== DOCUMENT EXTRACT

The main contributions of this paper can be concluded as follows:

• Propose a novel algorithm to determine the boundaries between clusters in overlapping regions, where elements near the cluster edges are at a higher risk of being misclustered due to ambiguity in their cluster memberships;

• An active learning-based boundary adjustment process to refine cluster memberships and centroids using expert feedback;

• Propose a novel algorithm model, “Active Semi-Supervised Fuzzy Clustering Based on Clusters Boundary” (ASSFBC) that combines active learning and semi-supervised fuzzy clustering to improve the performance of clustering algorithms, especially in cases where data has many noise points at the cluster boundaries;

• Suggest an algorithm that generates synthetic 2D datasets with adjustable cluster overlap, enabling controlled evaluation of clustering algorithms in challenging scenarios. It provides a systematic way to test robustness and performance under varying levels of ambiguity in cluster boundaries.

• Prove the effectiveness of the proposed algorithm compared to other methods through experiments on data types, including UCI, manually generated data, and satellite image data. The results show that ASSFBC achieves better performance than existing related algorithms.

The paper is structured as follows: Section 2 overviews the basic concepts used in researching and developing the proposed model; Section 3 describes the construction of a fuzzy semi-supervised clustering model based on active learning; Section 4 presents experimental results validating the proposed model; and the final section provides conclusions and recommendations. This new approach actively corrects the dependencies of boundary elements to improve clustering accuracy by first identifying the boundary regions using fuzzy semi-supervised clustering and then applying active learning to refine these boundaries. For detailed information, refer to the sections in the document where the main contributions are described and explained in context.

====

# WORK ORDER
Reproduce the contributions-and-structure passage on ASSFBC verbatim, in full.

== SOURCE MATERIAL

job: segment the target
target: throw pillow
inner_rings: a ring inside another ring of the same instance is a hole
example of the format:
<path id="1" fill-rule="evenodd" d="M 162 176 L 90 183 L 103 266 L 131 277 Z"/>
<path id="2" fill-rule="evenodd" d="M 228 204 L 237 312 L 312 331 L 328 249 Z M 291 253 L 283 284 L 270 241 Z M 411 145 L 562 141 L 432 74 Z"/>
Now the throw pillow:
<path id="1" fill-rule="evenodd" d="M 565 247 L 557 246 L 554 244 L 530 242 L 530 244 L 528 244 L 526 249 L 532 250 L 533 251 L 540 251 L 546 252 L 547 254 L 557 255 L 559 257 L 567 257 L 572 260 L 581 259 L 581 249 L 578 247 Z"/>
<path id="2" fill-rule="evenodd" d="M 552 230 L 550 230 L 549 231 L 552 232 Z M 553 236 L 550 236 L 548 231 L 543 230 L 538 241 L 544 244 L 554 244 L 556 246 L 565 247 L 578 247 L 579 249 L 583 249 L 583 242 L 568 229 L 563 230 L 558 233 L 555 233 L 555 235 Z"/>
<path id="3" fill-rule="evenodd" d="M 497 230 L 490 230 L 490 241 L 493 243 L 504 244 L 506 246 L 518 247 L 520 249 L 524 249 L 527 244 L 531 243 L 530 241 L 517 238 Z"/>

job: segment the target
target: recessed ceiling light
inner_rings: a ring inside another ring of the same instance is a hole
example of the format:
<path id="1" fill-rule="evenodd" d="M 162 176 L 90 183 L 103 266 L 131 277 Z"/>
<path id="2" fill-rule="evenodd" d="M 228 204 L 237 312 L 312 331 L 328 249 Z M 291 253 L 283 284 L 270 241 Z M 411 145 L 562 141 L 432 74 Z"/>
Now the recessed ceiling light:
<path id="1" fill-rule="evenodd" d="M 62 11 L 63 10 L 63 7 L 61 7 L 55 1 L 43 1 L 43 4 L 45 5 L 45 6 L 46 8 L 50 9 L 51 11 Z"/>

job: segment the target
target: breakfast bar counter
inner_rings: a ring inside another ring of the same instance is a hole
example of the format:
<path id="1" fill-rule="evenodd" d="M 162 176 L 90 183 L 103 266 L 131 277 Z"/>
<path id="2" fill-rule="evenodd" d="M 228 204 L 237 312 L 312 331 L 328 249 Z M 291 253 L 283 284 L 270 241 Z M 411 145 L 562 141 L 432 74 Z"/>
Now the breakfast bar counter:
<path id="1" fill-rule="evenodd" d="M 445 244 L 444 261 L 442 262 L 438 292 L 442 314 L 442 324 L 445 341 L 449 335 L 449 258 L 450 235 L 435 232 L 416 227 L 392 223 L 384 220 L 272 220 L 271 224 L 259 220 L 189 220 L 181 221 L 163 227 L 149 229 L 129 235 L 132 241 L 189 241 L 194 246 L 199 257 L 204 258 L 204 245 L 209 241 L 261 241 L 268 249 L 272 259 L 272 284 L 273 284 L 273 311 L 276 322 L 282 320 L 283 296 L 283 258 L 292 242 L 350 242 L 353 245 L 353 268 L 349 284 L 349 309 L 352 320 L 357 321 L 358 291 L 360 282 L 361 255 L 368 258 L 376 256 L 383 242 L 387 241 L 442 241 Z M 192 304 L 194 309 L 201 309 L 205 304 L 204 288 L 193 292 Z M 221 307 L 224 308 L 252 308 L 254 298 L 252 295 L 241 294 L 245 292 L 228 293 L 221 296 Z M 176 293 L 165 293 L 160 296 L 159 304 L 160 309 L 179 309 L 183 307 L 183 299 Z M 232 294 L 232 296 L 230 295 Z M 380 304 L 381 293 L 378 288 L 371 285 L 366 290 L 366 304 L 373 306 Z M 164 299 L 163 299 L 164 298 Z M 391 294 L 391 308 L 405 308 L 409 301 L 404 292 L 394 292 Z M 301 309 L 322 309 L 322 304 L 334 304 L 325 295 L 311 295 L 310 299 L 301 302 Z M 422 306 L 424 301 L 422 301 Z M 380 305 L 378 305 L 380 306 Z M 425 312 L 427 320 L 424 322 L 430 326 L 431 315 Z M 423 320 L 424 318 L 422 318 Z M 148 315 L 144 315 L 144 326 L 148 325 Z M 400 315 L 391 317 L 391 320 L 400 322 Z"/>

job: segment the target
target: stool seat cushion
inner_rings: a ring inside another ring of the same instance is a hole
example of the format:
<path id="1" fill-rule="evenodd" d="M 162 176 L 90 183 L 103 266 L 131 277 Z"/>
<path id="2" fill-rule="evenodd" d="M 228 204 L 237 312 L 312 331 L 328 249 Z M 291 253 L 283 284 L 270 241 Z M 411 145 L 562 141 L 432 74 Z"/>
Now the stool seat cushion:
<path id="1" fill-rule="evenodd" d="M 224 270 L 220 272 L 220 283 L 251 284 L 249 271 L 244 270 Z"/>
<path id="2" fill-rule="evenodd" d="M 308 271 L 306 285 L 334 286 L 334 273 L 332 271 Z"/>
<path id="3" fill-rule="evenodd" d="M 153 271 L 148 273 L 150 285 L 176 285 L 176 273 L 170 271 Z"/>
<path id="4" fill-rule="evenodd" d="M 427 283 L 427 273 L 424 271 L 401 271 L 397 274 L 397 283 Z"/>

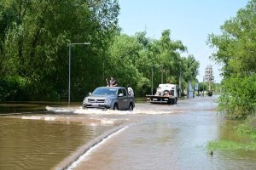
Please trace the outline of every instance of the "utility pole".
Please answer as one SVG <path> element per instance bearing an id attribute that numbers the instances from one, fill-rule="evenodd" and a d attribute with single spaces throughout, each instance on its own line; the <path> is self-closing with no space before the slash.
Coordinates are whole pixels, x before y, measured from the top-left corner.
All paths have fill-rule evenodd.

====

# WRITTEN RESPONSE
The main contributions of this paper can be concluded as follows:

• Propose a novel algorithm to determine the boundaries between clusters in overlapping regions, where elements near the cluster edges are at a higher risk of being misclustered due to ambiguity in their cluster memberships;

• An active learning-based boundary adjustment process to refine cluster memberships and centroids using expert feedback;

• Propose a novel algorithm model, “Active Semi-Supervised Fuzzy Clustering Based on Clusters Boundary” (ASSFBC) that combines active learning and semi-supervised fuzzy clustering to improve the performance of clustering algorithms, especially in cases where data has many noise points at the cluster boundaries;

• Suggest an algorithm that generates synthetic 2D datasets with adjustable cluster overlap, enabling controlled evaluation of clustering algorithms in challenging scenarios. It provides a systematic way to test robustness and performance under varying levels of ambiguity in cluster boundaries.

• Prove the effectiveness of the proposed algorithm compared to other methods through experiments on data types, including UCI, manually generated data, and satellite image data. The results show that ASSFBC achieves better performance than existing related algorithms.

The paper is structured as follows: Section 2 overviews the basic concepts used in researching and developing the proposed model; Section 3 describes the construction of a fuzzy semi-supervised clustering model based on active learning; Section 4 presents experimental results validating the proposed model; and the final section provides conclusions and recommendations. This new approach actively corrects the dependencies of boundary elements to improve clustering accuracy by first identifying the boundary regions using fuzzy semi-supervised clustering and then applying active learning to refine these boundaries. For detailed information, refer to the sections in the document where the main contributions are described and explained in context.